(Source excerpt)
A winding road from Christchurch, New Zealand, leads to Akaroa. You can be sure you are headed for a beautiful place because as the road twists and turns at every curve is a postcard view, teasing and beckoning, urging you to keep going, begging you to stay. You just know that the arrival will be like entering a fairytale. And it is. Akaroa is a slice of Vermont, a hint of Loch Ness, an English garden with a Mediterranean influence. It is all of these things; it is God-kissed.

In the 1830s, Akaroa was a large whaling station manned by sailors from France, Britain, the U.S. and Russia. The French were particularly dominant and eventually they approached the local Maori about the possibility of buying their land and claiming the South Island as French territory. In 1838, a deal was struck and the land was purchased. The French went back to France to get government sanction and form a company of settlers. Unfortunately for them, back in New Zealand, the British and the Maori were signing the Treaty of Waitangi on the North Island ceding all of New Zealand to the British. Getting wind of the fact that the French were on their way back to ‘plant their flag,’ the British dispatched a frigate from the North Island, arriving in the South Island just ten days before the French returned, raised the Union Jack and the rest is history. Nonetheless, the French continued to live here and local streets are named after the original French settlers, helping to retain a feeling of French influence here.

On your way there, you'll stop at the Little River Gallery, Shop & Café because it often has a show from a gifted New Zealand artist, has a lovely shop with gorgeous hand-made jewelry, among other things, and boasts the best coffee in the region. I saw artist Jill Hay's exhibit, ‘Under Cover’ – a magnificent surprise in the middle of nowhere by a local who uses her canvases three dimensionally.

(Pointing records)
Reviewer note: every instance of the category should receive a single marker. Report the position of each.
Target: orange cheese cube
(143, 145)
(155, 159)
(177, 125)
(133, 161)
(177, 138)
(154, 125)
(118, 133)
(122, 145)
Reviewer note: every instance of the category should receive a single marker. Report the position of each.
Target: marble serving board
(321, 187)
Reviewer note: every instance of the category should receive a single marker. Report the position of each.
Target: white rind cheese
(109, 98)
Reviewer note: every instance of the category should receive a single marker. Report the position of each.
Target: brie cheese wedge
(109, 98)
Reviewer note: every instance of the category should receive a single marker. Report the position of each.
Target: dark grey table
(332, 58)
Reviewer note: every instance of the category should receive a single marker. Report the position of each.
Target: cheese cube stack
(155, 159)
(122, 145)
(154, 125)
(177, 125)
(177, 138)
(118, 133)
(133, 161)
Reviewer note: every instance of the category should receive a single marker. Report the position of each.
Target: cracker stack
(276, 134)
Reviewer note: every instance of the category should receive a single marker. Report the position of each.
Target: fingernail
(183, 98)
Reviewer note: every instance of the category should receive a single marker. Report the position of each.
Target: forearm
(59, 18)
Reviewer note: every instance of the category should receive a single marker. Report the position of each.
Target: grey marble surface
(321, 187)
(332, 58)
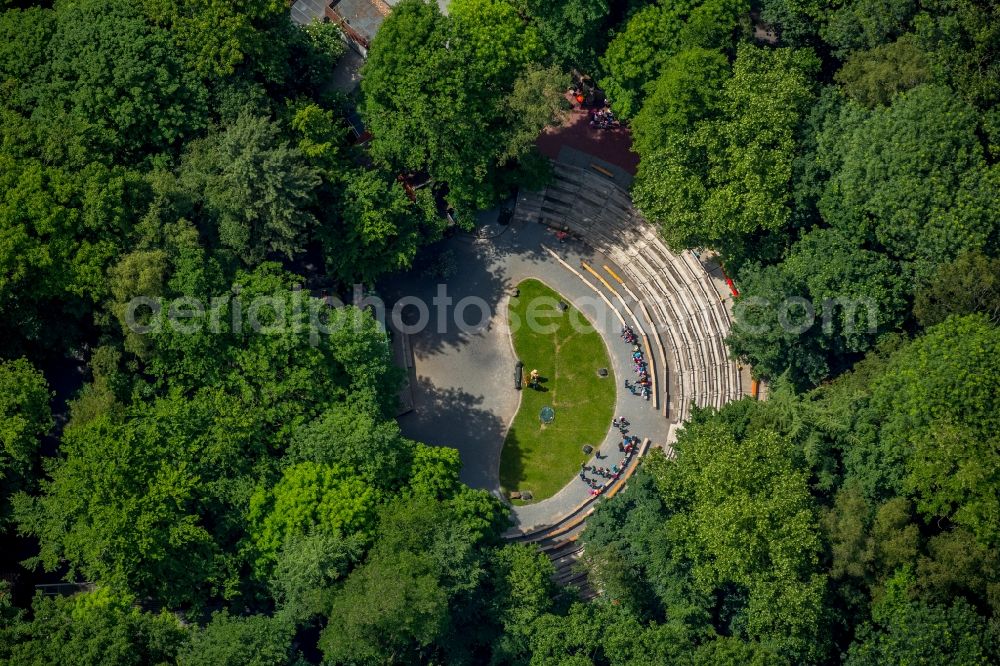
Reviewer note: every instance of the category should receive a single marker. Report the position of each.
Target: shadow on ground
(455, 418)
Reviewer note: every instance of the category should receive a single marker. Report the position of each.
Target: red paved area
(611, 145)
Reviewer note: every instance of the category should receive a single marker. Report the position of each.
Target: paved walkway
(463, 381)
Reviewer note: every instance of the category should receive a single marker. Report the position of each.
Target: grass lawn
(544, 458)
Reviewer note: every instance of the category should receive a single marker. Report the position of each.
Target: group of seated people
(644, 385)
(628, 445)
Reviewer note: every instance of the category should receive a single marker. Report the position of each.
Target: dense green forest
(237, 498)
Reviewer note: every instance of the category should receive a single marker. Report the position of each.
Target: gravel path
(464, 394)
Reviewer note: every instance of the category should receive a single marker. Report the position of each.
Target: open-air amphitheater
(677, 303)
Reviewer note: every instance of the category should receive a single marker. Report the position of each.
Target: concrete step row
(690, 315)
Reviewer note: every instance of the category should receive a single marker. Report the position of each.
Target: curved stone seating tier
(690, 317)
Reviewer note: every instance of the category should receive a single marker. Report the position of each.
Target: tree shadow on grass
(512, 462)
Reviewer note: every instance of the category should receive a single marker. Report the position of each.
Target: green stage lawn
(544, 458)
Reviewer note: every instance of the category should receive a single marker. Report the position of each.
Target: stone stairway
(675, 291)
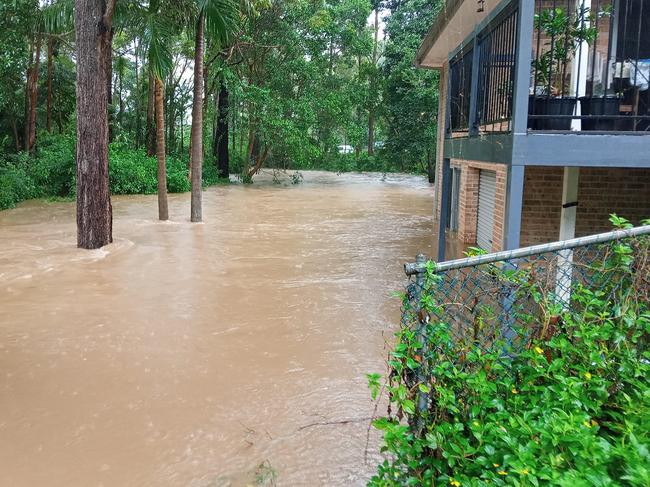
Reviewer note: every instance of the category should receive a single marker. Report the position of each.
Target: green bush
(53, 168)
(131, 172)
(177, 175)
(571, 409)
(15, 183)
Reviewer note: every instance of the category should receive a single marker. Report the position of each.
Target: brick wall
(601, 191)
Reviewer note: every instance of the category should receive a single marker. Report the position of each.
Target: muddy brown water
(189, 354)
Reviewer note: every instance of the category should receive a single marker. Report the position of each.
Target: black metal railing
(591, 66)
(460, 79)
(497, 46)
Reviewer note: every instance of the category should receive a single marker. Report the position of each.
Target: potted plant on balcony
(565, 33)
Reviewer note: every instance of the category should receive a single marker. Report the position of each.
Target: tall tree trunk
(220, 144)
(14, 128)
(196, 134)
(431, 167)
(93, 41)
(138, 135)
(50, 55)
(32, 89)
(120, 114)
(163, 212)
(373, 90)
(151, 124)
(28, 110)
(182, 130)
(109, 84)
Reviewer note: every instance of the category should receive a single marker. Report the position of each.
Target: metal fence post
(421, 374)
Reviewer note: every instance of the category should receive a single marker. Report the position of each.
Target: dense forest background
(300, 84)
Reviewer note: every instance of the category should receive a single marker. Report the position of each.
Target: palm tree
(218, 19)
(157, 33)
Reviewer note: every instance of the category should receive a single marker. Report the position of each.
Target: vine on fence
(564, 401)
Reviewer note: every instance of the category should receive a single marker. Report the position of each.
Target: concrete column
(564, 275)
(445, 202)
(569, 203)
(514, 202)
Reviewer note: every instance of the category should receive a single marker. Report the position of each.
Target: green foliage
(567, 408)
(411, 94)
(52, 172)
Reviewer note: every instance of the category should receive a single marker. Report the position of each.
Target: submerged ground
(189, 354)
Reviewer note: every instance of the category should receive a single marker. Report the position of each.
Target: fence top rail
(419, 266)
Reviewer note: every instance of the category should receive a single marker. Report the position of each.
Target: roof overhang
(455, 22)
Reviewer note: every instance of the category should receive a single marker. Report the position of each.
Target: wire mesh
(510, 302)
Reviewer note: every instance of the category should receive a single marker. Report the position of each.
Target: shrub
(53, 169)
(15, 183)
(568, 409)
(131, 172)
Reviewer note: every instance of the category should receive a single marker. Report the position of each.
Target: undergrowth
(569, 405)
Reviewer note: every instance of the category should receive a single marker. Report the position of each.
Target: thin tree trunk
(138, 134)
(431, 167)
(163, 212)
(28, 110)
(14, 127)
(197, 124)
(32, 88)
(373, 94)
(50, 55)
(220, 144)
(151, 124)
(182, 131)
(93, 42)
(120, 114)
(109, 85)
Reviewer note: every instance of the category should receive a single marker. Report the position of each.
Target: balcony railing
(591, 65)
(496, 74)
(460, 78)
(590, 70)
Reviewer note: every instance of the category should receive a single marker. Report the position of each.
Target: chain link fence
(495, 300)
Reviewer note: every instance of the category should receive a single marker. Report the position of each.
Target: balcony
(589, 70)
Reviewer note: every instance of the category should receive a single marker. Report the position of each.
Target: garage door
(486, 192)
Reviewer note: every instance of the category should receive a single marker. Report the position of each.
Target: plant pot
(557, 106)
(601, 106)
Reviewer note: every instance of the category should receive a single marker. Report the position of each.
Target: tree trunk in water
(151, 125)
(28, 78)
(431, 167)
(220, 145)
(137, 99)
(50, 49)
(32, 90)
(196, 134)
(163, 212)
(371, 108)
(109, 85)
(14, 127)
(93, 42)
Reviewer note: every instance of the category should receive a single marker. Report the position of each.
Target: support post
(473, 96)
(567, 231)
(525, 23)
(514, 202)
(445, 202)
(422, 322)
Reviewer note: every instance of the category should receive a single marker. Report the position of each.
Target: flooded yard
(191, 354)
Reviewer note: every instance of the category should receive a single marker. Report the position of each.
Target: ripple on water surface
(209, 354)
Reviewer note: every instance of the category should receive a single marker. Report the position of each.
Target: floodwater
(227, 353)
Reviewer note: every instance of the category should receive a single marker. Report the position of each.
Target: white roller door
(486, 193)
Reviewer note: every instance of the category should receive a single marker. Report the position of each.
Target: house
(544, 119)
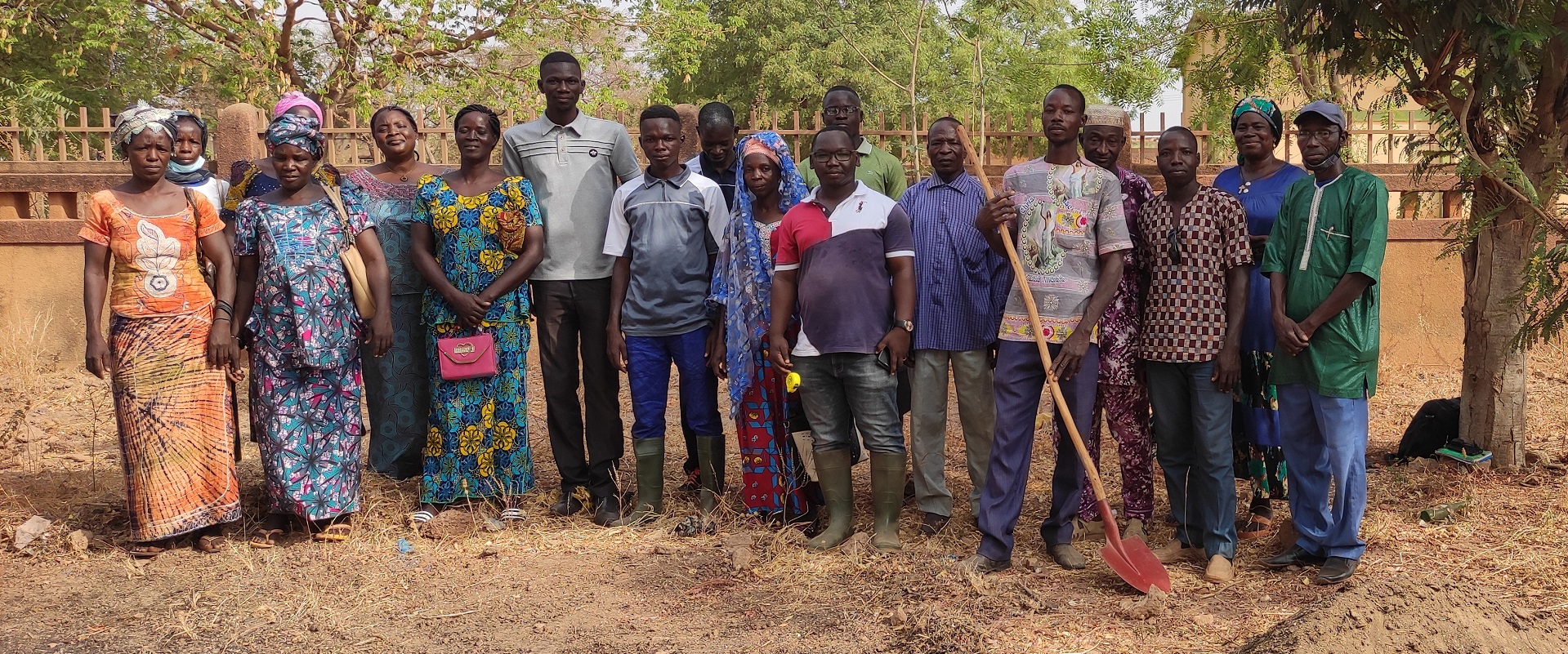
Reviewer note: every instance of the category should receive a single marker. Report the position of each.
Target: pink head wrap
(295, 99)
(756, 146)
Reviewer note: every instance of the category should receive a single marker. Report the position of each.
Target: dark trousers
(1192, 439)
(1020, 378)
(571, 317)
(648, 359)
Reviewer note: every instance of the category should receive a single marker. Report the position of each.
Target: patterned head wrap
(1262, 107)
(295, 99)
(297, 131)
(756, 146)
(1106, 115)
(140, 118)
(744, 281)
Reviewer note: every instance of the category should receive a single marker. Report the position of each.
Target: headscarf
(297, 131)
(194, 173)
(742, 277)
(1262, 107)
(138, 118)
(1106, 115)
(295, 99)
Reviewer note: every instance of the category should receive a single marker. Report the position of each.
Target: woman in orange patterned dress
(170, 340)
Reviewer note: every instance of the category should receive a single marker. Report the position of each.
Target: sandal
(1257, 526)
(262, 538)
(336, 532)
(146, 549)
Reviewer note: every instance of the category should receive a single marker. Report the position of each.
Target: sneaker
(1175, 551)
(1220, 570)
(1136, 529)
(1336, 570)
(1066, 555)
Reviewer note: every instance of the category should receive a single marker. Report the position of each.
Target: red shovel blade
(1131, 558)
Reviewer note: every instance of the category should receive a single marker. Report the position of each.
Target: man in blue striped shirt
(960, 292)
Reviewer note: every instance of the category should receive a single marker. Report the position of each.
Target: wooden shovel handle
(1034, 325)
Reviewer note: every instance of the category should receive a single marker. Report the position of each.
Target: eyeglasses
(1316, 136)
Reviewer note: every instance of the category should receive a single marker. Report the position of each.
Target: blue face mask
(189, 168)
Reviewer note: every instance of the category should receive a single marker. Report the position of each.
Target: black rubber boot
(888, 471)
(650, 482)
(833, 474)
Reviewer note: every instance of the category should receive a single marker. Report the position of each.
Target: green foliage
(781, 56)
(1494, 78)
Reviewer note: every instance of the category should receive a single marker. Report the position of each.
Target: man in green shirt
(1324, 260)
(878, 170)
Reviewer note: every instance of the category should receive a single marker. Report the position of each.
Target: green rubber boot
(887, 499)
(833, 474)
(650, 482)
(709, 460)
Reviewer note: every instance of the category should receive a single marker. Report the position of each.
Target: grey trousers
(929, 424)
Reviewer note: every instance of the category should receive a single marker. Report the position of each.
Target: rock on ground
(1405, 615)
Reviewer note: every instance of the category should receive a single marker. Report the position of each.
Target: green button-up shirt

(Given instruction 1) In the Akaroa excerpt, how many days before the French returned did the British frigate reach the South Island?
(Given instruction 2) Show every line of the listing that contains the string "green". Case counts.

(Worked answer 1) Ten days.

(Worked answer 2)
Target: dense green forest
Target: green stage lawn
Target: green bush
Target: green foliage
Target: green foliage
Target: man in green shirt
Target: green rubber boot
Target: green button-up shirt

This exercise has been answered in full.